- _Extracto de página_:
──────

Mientras tanto, el impulso ahora habitual de tomar el teléfono para escribir una publicación rápida o responder un mensaje de texto en presencia de otras personas —amigos, familiares, trabajadores del sector servicios— no solo es grosero, sino que corroe la interacción social básica. Los smartphones son amenazas antipolíticas, antintelectuales y antisociales.
Con los teléfonos inteligentes, nosotros —es decir, la industria tecnológica— hemos creado un dispositivo que nos ha superado. Peor aún, estar siempre conectados y siempre localizables es especialmente duro para los trabajadores. Los jefes explotan habitualmente ese acceso para difuminar los límites entre el trabajo y la vida privada. Para los millones de puestos de trabajo que dependen del correo electrónico o las aplicaciones de mensajería, la distinción entre vida laboral y vida privada se ha derrumbado.
Ahora no solo estamos siempre conectados, sino que también estamos siempre conectados al trabajo. Conscientes de ello, países como Francia y Australia han aprobado leyes sobre el «derecho a la desconexión» con el fin de liberar a los trabajadores de estar esclavizados a sus dispositivos fuera del horario laboral.
Trabajadores del mundo, desconectaos
Los teléfonos inteligentes plantean un problema para la sociedad en general, pero en particular para los socialistas que defienden un orden social, económico y político que asume y requiere un nivel básico funcional de socialidad que estos dispositivos socavan. Los teléfonos inteligentes no son prosociales. Es difícil imaginar un orden socialista dirigido por zombis adictos a los dispositivos, cada vez más desconectados y semianalfabetos, que vuelven a algo parecido a la tradición oral, solo mediada por ChatGPT, mensajes de texto escritos a toda prisa y publicaciones nihilistas en Twitter/X, todo ello mientras suben TikToks entre tarea y tarea.

──────

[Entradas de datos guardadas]
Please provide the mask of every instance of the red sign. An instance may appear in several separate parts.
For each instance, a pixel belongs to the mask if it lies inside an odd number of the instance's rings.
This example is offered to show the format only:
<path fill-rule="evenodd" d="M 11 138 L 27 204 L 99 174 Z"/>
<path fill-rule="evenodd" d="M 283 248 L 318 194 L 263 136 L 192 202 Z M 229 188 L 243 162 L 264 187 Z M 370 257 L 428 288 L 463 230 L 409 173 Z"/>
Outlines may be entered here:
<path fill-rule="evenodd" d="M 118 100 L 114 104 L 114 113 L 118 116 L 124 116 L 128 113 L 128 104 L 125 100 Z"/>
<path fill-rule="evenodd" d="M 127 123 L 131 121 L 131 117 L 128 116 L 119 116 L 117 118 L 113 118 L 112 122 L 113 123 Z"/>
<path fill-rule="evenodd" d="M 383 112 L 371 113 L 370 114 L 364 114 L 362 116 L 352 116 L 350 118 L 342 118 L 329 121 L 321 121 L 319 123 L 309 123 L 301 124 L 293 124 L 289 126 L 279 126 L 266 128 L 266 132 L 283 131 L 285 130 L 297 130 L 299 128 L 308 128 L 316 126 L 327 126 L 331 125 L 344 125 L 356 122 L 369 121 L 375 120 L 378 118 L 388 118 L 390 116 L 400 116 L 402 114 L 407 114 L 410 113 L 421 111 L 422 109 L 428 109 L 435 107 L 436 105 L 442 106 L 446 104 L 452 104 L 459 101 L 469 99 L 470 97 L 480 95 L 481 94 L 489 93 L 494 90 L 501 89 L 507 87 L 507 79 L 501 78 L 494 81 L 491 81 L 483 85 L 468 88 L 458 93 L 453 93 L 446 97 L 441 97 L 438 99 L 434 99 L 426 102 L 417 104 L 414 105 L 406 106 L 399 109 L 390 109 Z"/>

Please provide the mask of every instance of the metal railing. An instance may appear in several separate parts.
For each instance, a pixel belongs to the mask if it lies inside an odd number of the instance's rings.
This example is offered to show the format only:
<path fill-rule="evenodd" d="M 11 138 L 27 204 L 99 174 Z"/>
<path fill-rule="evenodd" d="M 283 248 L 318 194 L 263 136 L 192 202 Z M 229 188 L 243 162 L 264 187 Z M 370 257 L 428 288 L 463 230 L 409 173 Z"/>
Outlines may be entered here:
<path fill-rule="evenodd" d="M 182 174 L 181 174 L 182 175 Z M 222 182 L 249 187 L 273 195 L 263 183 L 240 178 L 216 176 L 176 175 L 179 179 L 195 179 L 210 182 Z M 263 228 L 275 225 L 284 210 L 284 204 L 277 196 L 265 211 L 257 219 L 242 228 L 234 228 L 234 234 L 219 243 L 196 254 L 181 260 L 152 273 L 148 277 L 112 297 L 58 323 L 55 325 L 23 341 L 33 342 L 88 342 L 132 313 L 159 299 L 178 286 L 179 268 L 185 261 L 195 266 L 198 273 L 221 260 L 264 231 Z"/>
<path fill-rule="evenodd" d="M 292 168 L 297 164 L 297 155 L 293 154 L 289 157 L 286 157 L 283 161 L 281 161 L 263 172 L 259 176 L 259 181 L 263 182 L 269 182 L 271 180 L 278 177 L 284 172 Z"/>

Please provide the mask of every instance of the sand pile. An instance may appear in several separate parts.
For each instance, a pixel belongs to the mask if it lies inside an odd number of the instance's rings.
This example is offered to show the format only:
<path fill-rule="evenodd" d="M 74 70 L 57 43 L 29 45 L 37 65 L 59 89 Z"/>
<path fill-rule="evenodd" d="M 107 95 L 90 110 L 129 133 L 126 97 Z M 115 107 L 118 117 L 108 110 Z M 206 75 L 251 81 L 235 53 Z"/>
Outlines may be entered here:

──────

- _Tarea 1_:
Cambia "grosero" por "descortés" y reproduce el extracto sobre los teléfonos inteligentes desde "Mientras tanto, el" hasta "antintelectuales y antisociales.".
- _Tarea 2_:
Según el extracto sobre los teléfonos inteligentes, ¿por qué países como Francia y Australia han aprobado leyes sobre el «derecho a la desconexión»? Responde en una a tres oraciones.

- _Respuesta 1_:
Mientras tanto, el impulso ahora habitual de tomar el teléfono para escribir una publicación rápida o responder un mensaje de texto en presencia de otras personas —amigos, familiares, trabajadores del sector servicios— no solo es descortés, sino que corroe la interacción social básica. Los smartphones son amenazas antipolíticas, antintelectuales y antisociales.

- _Respuesta 2_:
Lo han hecho al ser conscientes de que ahora no solo estamos siempre conectados, sino también siempre conectados al trabajo. Con esas leyes buscan liberar a los trabajadores de estar esclavizados a sus dispositivos fuera del horario laboral.